» **Given passage**
•••••

Among the dozens of wrenching accounts to come out of the collapse of the Interstate 35W bridge in Minneapolis, the actions of 20-year-old Jeremy Hernandez were a bright spot: Trapped in a tipping school bus with 50 children, he kicked open the back door and began helping them one by one to safety.

Within a day, news outlets across the country were repeating the story of the school bus, along with a sad footnote — that Mr. Hernandez had recently been forced to drop out of an automotive repair program because he could not afford the $15,000 tuition.

That has changed. On Saturday, Mr. Hernandez learned that Dunwoody College of Technology had offered him a full scholarship toward a degree in applied science. He has also received offers of help from dozens of strangers across the country, said Molly Schwartz, communications director for Pillsbury United Communities, which employed him as a gym coordinator for one of its summer programs.

•••••

» **Provided data**

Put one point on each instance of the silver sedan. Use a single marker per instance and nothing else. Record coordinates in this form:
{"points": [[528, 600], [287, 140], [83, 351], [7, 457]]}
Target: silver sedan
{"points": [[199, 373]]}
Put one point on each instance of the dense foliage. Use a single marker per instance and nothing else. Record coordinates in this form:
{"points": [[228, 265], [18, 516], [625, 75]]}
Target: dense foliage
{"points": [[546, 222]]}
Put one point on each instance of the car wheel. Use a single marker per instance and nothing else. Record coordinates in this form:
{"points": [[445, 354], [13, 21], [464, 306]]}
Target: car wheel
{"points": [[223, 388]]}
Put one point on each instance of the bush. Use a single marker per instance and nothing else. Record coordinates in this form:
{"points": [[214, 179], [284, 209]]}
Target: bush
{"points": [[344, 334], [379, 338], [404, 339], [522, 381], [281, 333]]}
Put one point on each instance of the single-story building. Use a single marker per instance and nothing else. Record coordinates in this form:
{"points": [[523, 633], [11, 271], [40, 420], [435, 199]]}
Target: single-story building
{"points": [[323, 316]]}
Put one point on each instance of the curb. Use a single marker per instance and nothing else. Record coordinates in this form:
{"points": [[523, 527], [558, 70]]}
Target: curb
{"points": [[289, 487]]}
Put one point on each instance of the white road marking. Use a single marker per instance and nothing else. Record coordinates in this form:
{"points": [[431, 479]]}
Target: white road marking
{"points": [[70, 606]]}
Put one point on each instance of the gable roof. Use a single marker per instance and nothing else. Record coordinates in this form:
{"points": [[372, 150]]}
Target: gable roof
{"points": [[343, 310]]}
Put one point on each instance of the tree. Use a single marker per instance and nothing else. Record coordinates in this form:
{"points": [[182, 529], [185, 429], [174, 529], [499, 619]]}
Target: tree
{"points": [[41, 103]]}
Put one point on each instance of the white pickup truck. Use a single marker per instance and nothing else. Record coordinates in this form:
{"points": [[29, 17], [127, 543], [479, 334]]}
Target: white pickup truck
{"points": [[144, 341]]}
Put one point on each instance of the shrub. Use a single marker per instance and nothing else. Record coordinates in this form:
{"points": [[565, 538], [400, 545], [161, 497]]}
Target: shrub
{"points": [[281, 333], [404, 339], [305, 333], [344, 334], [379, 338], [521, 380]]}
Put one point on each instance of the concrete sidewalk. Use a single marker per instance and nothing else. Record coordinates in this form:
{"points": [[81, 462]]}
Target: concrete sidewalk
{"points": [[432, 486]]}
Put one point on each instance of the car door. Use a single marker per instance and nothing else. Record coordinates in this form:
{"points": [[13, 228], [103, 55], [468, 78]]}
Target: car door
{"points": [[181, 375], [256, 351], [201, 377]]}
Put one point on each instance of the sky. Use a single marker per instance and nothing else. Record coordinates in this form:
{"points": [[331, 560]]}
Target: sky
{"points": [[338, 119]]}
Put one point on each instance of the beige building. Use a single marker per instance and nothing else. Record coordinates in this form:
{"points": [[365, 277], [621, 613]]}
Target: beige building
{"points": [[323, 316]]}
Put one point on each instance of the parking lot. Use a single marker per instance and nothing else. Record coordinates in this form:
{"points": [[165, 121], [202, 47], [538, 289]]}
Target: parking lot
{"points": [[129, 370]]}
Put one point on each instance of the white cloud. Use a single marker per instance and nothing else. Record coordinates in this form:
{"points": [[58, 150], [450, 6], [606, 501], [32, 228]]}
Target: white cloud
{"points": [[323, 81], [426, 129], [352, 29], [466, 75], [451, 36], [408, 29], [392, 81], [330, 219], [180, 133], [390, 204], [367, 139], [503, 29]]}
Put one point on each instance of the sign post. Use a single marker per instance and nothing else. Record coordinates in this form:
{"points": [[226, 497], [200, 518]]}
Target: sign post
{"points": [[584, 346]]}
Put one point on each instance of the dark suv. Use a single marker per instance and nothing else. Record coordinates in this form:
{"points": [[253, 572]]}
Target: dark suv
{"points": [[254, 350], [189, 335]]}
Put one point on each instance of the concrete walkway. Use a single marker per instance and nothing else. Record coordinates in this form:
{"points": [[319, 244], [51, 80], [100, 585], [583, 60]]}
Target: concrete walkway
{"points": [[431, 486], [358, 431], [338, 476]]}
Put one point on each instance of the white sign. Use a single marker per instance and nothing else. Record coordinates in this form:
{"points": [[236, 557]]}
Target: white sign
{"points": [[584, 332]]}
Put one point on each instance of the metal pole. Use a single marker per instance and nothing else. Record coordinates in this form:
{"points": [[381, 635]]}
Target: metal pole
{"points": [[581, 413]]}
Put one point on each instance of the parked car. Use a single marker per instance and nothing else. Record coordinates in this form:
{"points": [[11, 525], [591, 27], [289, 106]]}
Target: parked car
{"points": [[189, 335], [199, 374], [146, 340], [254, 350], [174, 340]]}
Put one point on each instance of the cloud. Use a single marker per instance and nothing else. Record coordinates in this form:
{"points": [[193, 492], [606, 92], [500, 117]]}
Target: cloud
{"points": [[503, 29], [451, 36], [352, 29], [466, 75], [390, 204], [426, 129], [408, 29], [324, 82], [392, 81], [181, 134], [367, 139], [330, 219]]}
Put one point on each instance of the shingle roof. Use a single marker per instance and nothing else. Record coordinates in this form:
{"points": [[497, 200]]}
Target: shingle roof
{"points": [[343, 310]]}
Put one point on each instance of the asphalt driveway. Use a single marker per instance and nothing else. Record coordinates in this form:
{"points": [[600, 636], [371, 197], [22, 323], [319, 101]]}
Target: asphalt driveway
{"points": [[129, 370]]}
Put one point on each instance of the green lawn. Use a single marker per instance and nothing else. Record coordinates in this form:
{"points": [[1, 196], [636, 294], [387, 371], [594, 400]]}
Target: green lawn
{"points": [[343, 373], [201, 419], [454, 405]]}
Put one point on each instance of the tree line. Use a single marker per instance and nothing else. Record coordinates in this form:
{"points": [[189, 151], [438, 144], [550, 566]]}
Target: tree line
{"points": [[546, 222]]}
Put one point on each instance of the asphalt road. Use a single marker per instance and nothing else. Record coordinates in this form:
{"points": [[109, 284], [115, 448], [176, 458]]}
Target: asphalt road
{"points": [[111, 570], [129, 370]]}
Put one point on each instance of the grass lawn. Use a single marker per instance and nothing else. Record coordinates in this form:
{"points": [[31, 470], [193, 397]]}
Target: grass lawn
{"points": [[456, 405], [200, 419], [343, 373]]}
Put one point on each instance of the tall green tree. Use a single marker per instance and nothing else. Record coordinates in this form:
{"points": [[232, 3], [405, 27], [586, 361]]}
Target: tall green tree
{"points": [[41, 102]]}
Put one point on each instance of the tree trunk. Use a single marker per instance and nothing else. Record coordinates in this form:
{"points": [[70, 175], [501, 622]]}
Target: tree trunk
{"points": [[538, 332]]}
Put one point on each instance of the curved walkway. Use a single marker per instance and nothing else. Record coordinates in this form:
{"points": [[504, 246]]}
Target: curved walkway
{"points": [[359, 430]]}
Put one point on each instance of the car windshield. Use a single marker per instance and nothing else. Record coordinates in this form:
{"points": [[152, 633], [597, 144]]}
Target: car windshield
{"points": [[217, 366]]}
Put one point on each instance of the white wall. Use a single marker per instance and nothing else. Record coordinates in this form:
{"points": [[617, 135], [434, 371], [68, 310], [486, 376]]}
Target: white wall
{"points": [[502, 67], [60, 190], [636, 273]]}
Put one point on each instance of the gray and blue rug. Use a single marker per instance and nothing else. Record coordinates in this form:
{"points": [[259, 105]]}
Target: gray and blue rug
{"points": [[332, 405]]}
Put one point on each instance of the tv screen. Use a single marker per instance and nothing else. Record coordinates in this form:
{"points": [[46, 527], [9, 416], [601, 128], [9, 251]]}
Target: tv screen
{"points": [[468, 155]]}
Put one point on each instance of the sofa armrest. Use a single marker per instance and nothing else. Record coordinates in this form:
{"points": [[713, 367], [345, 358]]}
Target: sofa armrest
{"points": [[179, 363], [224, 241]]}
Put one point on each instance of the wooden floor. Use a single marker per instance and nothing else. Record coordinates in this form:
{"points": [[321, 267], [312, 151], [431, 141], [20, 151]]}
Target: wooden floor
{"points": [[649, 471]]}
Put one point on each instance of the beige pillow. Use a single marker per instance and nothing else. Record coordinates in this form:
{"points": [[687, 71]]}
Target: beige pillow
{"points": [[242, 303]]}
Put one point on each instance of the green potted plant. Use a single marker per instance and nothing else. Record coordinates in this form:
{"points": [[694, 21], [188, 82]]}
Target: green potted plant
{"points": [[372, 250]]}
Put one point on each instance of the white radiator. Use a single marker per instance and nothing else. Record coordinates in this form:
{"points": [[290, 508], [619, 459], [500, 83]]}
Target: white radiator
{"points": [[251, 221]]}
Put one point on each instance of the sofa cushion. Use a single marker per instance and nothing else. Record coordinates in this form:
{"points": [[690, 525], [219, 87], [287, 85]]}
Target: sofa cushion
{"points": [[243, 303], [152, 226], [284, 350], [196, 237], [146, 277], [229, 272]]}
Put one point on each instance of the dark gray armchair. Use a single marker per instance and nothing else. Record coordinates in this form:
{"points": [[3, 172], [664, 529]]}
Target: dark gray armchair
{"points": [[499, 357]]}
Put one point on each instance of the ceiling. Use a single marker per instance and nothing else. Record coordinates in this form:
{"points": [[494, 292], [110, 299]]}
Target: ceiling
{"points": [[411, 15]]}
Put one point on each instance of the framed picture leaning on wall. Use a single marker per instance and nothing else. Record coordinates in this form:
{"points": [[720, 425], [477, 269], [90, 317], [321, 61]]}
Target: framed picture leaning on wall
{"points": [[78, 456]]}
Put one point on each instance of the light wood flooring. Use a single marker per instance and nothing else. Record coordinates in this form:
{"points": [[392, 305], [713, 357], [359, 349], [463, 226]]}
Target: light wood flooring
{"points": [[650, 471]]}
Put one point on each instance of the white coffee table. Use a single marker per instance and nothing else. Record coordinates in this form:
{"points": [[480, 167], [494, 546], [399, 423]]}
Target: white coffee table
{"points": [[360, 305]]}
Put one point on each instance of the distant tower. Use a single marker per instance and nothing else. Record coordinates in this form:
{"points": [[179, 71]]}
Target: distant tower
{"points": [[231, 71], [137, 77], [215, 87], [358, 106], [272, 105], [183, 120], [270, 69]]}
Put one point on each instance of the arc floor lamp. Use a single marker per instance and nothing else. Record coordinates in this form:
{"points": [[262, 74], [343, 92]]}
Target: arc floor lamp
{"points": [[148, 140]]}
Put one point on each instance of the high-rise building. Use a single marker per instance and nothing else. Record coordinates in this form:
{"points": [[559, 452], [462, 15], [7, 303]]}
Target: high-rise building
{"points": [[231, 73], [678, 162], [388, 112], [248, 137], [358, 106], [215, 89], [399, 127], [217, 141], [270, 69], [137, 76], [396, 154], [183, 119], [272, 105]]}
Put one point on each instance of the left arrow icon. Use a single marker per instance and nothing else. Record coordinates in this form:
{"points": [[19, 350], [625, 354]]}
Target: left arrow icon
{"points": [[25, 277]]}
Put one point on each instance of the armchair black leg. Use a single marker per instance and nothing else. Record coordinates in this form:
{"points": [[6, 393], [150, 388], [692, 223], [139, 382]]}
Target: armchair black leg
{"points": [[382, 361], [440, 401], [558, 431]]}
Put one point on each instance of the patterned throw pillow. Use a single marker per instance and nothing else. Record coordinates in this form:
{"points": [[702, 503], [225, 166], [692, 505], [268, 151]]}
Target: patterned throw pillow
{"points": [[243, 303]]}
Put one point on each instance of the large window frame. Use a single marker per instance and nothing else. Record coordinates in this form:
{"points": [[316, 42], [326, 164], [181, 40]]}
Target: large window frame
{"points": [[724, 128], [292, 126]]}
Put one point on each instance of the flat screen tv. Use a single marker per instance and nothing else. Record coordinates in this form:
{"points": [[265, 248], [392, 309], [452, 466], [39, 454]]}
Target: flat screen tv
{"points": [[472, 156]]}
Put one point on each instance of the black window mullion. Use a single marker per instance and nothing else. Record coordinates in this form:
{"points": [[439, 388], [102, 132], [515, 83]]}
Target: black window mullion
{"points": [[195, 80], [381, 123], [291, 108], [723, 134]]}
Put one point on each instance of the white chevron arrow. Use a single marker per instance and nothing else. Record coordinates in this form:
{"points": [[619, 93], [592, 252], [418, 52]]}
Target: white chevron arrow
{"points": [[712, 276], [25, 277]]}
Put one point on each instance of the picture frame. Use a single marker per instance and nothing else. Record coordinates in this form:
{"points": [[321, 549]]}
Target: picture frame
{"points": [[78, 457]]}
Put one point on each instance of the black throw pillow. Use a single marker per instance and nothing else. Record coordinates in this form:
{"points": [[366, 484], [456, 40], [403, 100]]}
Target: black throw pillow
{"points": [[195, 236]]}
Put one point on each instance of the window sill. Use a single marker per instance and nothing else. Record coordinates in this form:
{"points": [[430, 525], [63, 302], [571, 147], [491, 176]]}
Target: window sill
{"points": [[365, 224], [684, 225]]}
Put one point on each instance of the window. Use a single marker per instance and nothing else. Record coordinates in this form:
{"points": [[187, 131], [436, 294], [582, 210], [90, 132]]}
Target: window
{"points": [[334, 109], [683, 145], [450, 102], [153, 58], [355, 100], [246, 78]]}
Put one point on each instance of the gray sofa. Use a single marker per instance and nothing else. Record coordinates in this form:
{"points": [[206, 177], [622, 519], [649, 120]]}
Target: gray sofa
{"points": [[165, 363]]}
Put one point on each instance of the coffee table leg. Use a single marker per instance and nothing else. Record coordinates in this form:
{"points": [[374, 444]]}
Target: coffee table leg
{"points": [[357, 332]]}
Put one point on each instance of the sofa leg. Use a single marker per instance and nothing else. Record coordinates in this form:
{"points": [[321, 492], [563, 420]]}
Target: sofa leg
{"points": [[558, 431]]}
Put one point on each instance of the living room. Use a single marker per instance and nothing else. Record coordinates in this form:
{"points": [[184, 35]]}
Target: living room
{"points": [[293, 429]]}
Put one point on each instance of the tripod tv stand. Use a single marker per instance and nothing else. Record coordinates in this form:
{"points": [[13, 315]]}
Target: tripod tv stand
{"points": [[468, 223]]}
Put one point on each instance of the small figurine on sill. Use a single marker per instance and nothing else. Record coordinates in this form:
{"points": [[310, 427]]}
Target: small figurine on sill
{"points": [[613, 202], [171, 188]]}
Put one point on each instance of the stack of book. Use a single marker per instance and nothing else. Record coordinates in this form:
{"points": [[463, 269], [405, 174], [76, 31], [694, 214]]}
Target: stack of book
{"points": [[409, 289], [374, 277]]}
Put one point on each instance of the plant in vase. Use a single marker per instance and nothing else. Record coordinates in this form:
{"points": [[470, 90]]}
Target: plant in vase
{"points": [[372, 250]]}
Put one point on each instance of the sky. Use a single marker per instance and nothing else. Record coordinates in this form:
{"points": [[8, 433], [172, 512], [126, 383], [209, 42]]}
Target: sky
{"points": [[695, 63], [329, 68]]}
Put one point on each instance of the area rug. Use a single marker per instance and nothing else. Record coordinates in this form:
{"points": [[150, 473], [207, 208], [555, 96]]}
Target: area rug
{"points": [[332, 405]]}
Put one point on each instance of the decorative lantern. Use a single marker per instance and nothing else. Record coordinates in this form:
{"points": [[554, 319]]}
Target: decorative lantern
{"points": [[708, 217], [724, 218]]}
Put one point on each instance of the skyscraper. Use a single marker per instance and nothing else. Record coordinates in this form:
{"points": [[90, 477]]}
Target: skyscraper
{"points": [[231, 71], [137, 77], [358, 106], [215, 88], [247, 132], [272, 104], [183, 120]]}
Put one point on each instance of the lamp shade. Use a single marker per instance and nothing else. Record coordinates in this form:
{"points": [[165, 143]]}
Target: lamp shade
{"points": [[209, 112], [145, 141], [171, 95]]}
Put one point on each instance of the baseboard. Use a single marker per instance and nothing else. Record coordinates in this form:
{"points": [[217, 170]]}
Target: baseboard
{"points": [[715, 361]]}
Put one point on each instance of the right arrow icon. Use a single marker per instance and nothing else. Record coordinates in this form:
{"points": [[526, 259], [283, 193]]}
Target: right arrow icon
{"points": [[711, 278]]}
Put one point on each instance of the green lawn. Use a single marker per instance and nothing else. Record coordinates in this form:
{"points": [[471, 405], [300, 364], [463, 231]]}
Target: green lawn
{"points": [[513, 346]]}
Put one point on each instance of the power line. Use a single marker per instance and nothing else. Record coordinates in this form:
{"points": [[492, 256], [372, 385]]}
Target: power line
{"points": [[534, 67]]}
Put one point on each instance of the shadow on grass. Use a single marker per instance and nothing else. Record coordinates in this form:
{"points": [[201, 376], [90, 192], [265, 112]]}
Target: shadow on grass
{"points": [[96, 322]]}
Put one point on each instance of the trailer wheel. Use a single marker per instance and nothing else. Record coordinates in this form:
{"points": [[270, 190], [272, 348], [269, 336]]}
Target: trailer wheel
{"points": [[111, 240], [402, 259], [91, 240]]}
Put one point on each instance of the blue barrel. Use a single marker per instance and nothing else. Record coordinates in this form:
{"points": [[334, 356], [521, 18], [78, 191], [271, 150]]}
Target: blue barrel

•••••

» **Given problem 1**
Can you translate this sentence from the bridge collapse article into Spanish: "On Saturday, Mr. Hernandez learned that Dunwoody College of Technology had offered him a full scholarship toward a degree in applied science."
» **Given problem 2**
According to the bridge collapse article, why had Mr. Hernandez been forced to drop out of his automotive repair program? Answer in one to three sentences.
» **Given problem 3**
Would you quote the bridge collapse article word for word from "Among the dozens" to "one to safety."?

» **Worked solution 1**
El sábado, el Sr. Hernández se enteró de que Dunwoody College of Technology le había ofrecido una beca completa para obtener un título en ciencias aplicadas.

» **Worked solution 2**
He had to leave the automotive repair program because he could not afford its $15,000 tuition.

» **Worked solution 3**
Among the dozens of wrenching accounts to come out of the collapse of the Interstate 35W bridge in Minneapolis, the actions of 20-year-old Jeremy Hernandez were a bright spot: Trapped in a tipping school bus with 50 children, he kicked open the back door and began helping them one by one to safety.